>> begin TEXT SECTION
CamdenNewJournal

The independent London newspaper

Secret worlds of those who live on the streets

We pass them every day but few of us take the time to see the story behind the homeless person. A new book seeks to recitify that

08 November, 2018 — By Peter Gruner

Melissa, who dreams of becoming an actress, sleeps outside a West End theatre

AN insightful new book highlights the plight of the homeless and reminds us that today even the most happily secure could one day find themselves living on the street.

TV researcher Tamsen Courtenay, based in Highbury, explored the darker reaches of the capital, including Camden and Islington, for her book Four Feet Under: Thirty Untold Stories of Homelessness in London.

In one incident she describes how she was interviewing a homeless group in Villiers Street, close to the Embankment, when they were set upon by a drunk man in a business suit for no apparent reason.

“He stumbled towards us,” she writes, “brandishing a long piece of wood and shouting abuse. Suddenly there he was towering over us and battering us.”

She suffered leg bruises for some time afterwards.

Edward

Her passionate sense of injustice is a reminder of Sally Trench, who in the 1960s aged 16 went to live with people on the street and wrote the seminal book Bury Me In My Boots.

Using a tape recorder Tamsen was determined to listen to people’s stories rather than judge them. She meets former publican Patrick O’Neil in Covent Garden. Patrick is in his 40s, with degrees in languages and a “ghastly consumptive cough”.
>> end TEXT SECTION
>> begin DATASET RECORDS
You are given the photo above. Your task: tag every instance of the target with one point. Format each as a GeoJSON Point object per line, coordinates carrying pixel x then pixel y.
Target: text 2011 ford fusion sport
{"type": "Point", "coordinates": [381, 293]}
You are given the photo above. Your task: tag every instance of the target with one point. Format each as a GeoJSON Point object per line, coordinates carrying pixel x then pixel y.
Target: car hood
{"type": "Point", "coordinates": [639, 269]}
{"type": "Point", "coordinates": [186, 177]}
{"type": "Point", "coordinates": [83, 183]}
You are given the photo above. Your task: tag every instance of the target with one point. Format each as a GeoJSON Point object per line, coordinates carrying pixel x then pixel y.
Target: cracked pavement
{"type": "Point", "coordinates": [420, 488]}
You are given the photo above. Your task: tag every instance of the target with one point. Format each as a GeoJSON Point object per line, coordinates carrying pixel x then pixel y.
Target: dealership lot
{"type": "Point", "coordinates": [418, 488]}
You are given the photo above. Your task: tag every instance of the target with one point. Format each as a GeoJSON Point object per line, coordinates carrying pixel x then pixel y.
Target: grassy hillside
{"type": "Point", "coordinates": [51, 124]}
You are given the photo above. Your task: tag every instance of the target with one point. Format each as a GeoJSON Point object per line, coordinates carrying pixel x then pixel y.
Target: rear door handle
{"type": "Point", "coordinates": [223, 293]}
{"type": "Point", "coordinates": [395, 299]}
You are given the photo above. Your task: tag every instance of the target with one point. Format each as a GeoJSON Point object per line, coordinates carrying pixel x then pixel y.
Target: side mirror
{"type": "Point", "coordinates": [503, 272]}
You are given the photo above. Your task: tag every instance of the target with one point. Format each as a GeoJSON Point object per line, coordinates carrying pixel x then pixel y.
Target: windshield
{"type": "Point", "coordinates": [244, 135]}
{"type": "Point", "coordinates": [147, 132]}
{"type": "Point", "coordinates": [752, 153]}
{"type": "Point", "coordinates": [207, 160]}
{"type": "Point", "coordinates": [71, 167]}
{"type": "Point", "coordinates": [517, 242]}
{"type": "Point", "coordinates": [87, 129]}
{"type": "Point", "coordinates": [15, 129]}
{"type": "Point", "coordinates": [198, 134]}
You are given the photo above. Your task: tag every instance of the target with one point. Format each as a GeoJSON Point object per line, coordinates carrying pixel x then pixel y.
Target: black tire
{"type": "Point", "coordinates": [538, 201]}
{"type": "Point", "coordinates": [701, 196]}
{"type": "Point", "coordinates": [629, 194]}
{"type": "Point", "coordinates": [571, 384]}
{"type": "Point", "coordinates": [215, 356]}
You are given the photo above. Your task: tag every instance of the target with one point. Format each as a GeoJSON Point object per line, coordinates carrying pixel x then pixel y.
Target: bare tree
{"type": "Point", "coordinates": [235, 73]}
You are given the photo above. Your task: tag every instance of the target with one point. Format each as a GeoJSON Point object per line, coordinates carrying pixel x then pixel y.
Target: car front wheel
>> end DATASET RECORDS
### COMPLETE THE FOLLOWING
[A] List every person named in the article about homelessness in London.
[B] Transcribe the passage of the homelessness article from "In one incident" up to and including "some time afterwards.".
The data isn't needed for either task.

### TASK-BY-TASK OUTPUTS
[A]
Peter Gruner
Melissa
Tamsen Courtenay
Edward
Sally Trench
Patrick O'Neil

[B]
In one incident she describes how she was interviewing a homeless group in Villiers Street, close to the Embankment, when they were set upon by a drunk man in a business suit for no apparent reason.

“He stumbled towards us,” she writes, “brandishing a long piece of wood and shouting abuse. Suddenly there he was towering over us and battering us.”

She suffered leg bruises for some time afterwards.